Rescale the data starting at the line that contains "Annotation guideline: every instance of the blue house" and ending at the last line of the data. Write out every line in that span again, changing only the answer coordinates: multiply each x and y value by 1.05 and round to the nearest whole number, with halves rounding up.

——

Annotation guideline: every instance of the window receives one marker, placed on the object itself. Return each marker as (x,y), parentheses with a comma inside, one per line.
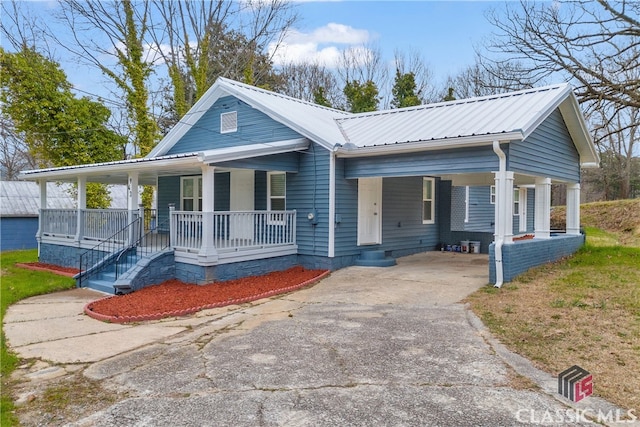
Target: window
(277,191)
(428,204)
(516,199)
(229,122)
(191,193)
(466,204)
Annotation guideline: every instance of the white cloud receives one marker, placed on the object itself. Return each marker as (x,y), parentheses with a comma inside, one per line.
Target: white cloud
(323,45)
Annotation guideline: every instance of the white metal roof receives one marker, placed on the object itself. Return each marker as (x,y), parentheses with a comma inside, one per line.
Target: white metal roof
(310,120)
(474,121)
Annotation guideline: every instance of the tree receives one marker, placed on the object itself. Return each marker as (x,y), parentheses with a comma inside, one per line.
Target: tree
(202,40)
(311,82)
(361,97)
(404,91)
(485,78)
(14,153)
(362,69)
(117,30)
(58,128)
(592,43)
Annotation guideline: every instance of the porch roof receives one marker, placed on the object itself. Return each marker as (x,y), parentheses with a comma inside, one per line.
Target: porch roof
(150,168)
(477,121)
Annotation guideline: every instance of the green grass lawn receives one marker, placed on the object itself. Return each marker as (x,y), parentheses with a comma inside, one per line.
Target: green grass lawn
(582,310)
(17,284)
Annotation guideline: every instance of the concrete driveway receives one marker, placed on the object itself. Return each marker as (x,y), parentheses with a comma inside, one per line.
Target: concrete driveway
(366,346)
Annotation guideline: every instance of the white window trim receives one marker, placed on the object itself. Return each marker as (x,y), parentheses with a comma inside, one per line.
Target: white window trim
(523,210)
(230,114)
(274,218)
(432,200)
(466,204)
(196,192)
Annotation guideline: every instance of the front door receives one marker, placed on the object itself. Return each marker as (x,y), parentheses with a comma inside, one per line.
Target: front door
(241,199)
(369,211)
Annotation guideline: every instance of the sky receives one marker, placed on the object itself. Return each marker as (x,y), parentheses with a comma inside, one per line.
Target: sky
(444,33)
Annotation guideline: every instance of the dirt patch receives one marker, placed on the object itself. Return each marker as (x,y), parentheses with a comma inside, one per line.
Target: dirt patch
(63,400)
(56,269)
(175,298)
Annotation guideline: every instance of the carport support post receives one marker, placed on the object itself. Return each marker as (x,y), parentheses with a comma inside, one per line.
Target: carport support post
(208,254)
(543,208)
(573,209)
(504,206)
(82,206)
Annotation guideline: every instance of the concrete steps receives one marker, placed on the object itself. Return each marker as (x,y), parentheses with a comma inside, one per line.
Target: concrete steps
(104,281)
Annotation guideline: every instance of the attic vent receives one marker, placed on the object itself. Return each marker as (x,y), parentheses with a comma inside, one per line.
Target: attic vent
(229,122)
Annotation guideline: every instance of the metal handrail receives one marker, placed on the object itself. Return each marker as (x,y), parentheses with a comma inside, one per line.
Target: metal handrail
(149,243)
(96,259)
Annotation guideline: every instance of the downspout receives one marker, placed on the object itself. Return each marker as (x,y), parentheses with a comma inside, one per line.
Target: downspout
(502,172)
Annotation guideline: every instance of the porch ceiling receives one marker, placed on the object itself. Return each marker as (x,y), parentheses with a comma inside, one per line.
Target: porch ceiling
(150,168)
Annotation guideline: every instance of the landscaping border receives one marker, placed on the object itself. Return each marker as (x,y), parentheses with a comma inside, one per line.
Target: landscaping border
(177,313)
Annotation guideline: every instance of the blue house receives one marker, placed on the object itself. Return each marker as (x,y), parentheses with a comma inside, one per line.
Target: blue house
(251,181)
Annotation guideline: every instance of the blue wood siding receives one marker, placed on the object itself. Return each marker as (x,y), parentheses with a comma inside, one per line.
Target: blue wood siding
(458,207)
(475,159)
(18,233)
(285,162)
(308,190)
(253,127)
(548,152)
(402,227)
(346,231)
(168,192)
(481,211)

——

Task result:
Annotation guideline: every instance of the blue house receives one marker, placed on the object itself. Return each marker as (x,y), parentheses with a comma inside, one per line.
Target: blue house
(264,190)
Annotation guideline: every instance of the blue wood siding receives one marker, placed on the object itself. Return each marker as (x,y), parentheses with a comma inside, one per line.
Target: blue wood siding
(481,217)
(499,167)
(19,245)
(299,170)
(323,200)
(266,133)
(575,160)
(422,238)
(363,243)
(176,202)
(505,222)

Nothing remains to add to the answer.